*** SOURCE EXTRACT ***
RIPE researchers put plant protein mechanism into bacteria to help move forward 50 years of effort
A team from the Australian National University (ANU) has modified the protein folding properties of bacteria by adding multiple components from the chloroplast of plants. The accomplishment enables the researchers to look at chloroplast proteins in greater detail and find solutions to enhance their function faster, an objective 50 years in the making.
RIPE, or Realizing Increased Photosynthetic Efficiency, led by the University of Illinois Urbana-Champaign, is engineering crops to be more productive by improving photosynthesis, the natural process all plants use to convert sunlight into energy and yields. RIPE is supported by the Bill & Melinda Gates Foundation, Foundation for Food & Agriculture Research, and the U.K. Foreign, Commonwealth & Development Office.
This work was undertaken with the goal of understanding and improving Rubisco, the protein in plant chloroplasts that initiates the fixation of atmospheric carbon dioxide into sugars during the process of photosynthesis. Unlike many other proteins in photosynthesis, Rubisco is slow and requires a number of ‘chaperones’ in order to operate properly. Research over the last few decades has identified most, possibly all, of these partners. This provides scientists with new capabilities to study and speed up plant Rubisco in Escherichia coli, commonly known as E. coli—a bacteria found in the environment, foods, and human intestines— and a host often used in science to more quickly study proteins.
In a new article published in the Journal of Experimental Botany, the ANU team demonstrated the utility of a robust, genetically modular, E. coli expression tool. The work builds on a comparable expression tool developed in the Manajit Hayer-Hartl lab to provide a new system better suited for improving Rubisco efficiency.
*** End of SOURCE EXTRACT ***
*** RECORDS SUPPLIED ***
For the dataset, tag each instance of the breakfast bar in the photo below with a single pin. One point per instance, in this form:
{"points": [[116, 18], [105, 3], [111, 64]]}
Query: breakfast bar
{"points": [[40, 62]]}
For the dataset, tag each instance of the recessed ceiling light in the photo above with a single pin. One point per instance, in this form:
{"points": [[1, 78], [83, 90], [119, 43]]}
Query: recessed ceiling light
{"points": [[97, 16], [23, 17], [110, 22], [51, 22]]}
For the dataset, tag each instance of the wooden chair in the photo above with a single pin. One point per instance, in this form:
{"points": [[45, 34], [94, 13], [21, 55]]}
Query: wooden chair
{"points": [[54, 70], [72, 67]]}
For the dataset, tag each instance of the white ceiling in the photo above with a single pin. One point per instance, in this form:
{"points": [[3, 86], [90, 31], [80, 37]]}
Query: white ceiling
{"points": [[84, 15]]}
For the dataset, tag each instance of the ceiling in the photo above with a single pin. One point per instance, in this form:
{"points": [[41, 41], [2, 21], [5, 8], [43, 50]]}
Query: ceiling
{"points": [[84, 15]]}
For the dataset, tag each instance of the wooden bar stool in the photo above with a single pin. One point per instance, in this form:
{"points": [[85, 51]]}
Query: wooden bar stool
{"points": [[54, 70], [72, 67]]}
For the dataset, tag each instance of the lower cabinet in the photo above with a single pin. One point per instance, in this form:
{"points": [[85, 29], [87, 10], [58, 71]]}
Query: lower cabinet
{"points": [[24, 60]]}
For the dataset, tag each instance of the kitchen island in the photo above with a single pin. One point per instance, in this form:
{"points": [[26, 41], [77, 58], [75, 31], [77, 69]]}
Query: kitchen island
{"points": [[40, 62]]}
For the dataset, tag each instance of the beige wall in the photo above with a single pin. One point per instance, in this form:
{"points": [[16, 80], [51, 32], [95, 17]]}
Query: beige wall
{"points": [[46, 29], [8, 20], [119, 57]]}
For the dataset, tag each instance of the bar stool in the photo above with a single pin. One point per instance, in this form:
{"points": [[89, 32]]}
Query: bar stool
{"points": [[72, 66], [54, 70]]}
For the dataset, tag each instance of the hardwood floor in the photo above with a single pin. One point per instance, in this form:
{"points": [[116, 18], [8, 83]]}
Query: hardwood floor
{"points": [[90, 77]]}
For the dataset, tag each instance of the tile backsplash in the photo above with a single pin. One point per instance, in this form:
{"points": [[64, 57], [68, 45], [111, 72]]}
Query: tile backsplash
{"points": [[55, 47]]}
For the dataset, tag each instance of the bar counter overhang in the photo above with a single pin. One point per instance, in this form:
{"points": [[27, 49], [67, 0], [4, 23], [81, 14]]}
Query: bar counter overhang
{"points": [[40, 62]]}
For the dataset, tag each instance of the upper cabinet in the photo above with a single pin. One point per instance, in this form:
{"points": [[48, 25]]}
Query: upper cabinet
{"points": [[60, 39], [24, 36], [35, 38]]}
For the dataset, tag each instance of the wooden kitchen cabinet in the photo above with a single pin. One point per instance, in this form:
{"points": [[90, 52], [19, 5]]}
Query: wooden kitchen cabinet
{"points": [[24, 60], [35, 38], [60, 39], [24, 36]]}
*** End of RECORDS SUPPLIED ***
WORK REQUEST 1: Reproduce the RIPE news article word for word, from "RIPE researchers put" through "in the making.", inclusive.
WORK REQUEST 2: List the organizations the RIPE news article names as supporters of RIPE.
WORK REQUEST 3: Carry the RIPE news article forward from its final sentence.
The rows aren't needed for any of this work.

RESPONSE AREA 1:
RIPE researchers put plant protein mechanism into bacteria to help move forward 50 years of effort
A team from the Australian National University (ANU) has modified the protein folding properties of bacteria by adding multiple components from the chloroplast of plants. The accomplishment enables the researchers to look at chloroplast proteins in greater detail and find solutions to enhance their function faster, an objective 50 years in the making.

RESPONSE AREA 2:
Bill & Melinda Gates Foundation
Foundation for Food & Agriculture Research
U.K. Foreign, Commonwealth & Development Office

RESPONSE AREA 3:
“Assembling this new bacterial bioengineering strategy and comparing its efficiency relative to natural chloroplasts was a long-term challenge,” said Whitney, a Professor in ANU’s Research School of Biology. “Thankfully, this new technology now provides us unprecedented experimental through-put with outcomes available within days rather than the months our slow and costly traditional testing approach using plant transgenics would take.”
While this new E. coli Rubisco bioengineering system will need additional design tweaks to tailor its compatibility with different crops, Whitney is confident their research provides a critical turning point in being able to tune up Rubisco activity.
“We can now apply the protein optimization tool of Directed Evolution, a tool we have already used to speed up the CO2-fixation rates in a number of different non-plant forms, to plant Rubisco,” said Whitney. “Once we do that, we can introduce the desired changes to speed up Rubisco in crops by gene editing. Then we will see the benefits in photosynthetic performance and the impact on plant growth and yield.”